Reescribe el fragmento del texto de la página que va desde "Esta manera de" hasta "a veces dura.", con ambas partes incluidas, y pon "equívoco" en lugar de "malentendido".

Texto de la página
· · ·
La suerte del cristiano es saber que Dios está ahí con nosotros y en
nosotros, para hacer posible y para hacer más llevadera esa tarea nuestra
de llegar ser personas cabales. Sucede que muchas personas conciben a
Dios como una presencia exigente, que hace más incómoda la existencia y
más pesada la vida, porque impone obligaciones duras y difíciles, que puede
manifestarse en castigos oscuros, dolorosos e inexplicables. Puede incluso
hasta suceder que alguna vez nos venga la idea que, si Dios no existiera, la
vida sería más fácil, más ligera y más llevadera, ya que estaríamos libres
de toda esa carga de obligaciones que, según esta inexacta visión de las
cosas, Dios nos impone, más o menos arbitrariamente.
Esta manera de ver las cosas, por frecuente que sea, incluso en ciertos
cristianos, no deja de ser totalmente falsa, basada como está en un
tremendo malentendido: el peso de la vida no es un peso añadido por Dios,
Dios no trata caprichosamente de imponer nuevas cargas sobre nuestras espaldas. La vida es dura por
sí misma. La vida, que es maravillosa y que
conlleva grandes gozos y grandes alegrías, conlleva también sus pesos y
sus luchas. La vida es un proceso de crecimiento, y a nosotros que, tanto a
nivel individual como a nivel colectivo, emergemos a penas de la
animalidad, nos resulta difícil ir llegando a ser personas auténticas y
cabales. Eso es lo difícil y lo que hace que la vida sea a veces dura.
· · ·
Datos proporcionados

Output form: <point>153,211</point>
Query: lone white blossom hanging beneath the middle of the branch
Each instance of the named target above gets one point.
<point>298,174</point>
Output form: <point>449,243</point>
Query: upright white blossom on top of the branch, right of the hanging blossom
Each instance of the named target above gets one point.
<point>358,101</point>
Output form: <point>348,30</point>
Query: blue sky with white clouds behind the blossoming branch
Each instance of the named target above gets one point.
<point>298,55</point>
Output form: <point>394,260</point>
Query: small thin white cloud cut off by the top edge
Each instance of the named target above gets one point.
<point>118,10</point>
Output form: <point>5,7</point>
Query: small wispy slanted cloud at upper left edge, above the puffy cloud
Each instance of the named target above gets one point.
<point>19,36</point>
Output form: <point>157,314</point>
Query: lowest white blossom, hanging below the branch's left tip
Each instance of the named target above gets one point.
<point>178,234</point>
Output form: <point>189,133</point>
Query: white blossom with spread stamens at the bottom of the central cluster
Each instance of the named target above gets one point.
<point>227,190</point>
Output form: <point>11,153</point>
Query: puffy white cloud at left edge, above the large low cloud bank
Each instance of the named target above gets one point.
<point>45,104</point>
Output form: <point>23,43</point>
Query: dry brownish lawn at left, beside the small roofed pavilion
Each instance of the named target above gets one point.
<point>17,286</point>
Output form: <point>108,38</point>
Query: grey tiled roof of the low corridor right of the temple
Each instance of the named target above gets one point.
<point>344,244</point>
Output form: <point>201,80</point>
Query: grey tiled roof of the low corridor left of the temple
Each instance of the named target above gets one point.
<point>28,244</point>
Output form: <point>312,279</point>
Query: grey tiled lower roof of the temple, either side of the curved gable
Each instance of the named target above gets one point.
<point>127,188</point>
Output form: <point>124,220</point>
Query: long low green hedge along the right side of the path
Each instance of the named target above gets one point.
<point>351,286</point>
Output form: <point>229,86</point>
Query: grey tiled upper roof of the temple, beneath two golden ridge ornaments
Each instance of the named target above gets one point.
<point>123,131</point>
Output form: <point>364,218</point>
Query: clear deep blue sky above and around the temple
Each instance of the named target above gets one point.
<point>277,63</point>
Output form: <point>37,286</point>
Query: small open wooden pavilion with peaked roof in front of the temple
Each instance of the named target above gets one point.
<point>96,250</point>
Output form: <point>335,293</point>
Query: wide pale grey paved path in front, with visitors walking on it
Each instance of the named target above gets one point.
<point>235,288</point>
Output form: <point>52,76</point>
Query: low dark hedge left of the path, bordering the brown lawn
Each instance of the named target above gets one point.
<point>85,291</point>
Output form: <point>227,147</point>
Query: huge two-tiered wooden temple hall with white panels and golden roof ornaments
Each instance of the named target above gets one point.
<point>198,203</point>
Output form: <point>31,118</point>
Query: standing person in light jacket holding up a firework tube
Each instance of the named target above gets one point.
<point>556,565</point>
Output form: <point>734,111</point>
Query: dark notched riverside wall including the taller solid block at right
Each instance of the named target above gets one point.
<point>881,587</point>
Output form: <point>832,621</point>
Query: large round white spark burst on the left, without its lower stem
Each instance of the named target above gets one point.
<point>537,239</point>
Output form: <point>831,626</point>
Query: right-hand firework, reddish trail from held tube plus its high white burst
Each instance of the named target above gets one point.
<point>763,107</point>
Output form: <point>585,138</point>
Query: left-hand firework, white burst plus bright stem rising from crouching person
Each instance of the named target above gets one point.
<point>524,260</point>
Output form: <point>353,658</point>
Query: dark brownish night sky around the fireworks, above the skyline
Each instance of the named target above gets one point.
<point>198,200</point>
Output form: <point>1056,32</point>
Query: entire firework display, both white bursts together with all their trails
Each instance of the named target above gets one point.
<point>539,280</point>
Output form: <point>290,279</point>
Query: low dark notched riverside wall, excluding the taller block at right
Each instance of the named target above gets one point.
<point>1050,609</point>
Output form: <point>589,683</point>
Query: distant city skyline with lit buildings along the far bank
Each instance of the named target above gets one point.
· · ·
Tu solución
Esta manera de ver las cosas, por frecuente que sea, incluso en ciertos
cristianos, no deja de ser totalmente falsa, basada como está en un
tremendo equívoco: el peso de la vida no es un peso añadido por Dios,
Dios no trata caprichosamente de imponer nuevas cargas sobre nuestras espaldas. La vida es dura por
sí misma. La vida, que es maravillosa y que
conlleva grandes gozos y grandes alegrías, conlleva también sus pesos y
sus luchas. La vida es un proceso de crecimiento, y a nosotros que, tanto a
nivel individual como a nivel colectivo, emergemos a penas de la
animalidad, nos resulta difícil ir llegando a ser personas auténticas y
cabales. Eso es lo difícil y lo que hace que la vida sea a veces dura.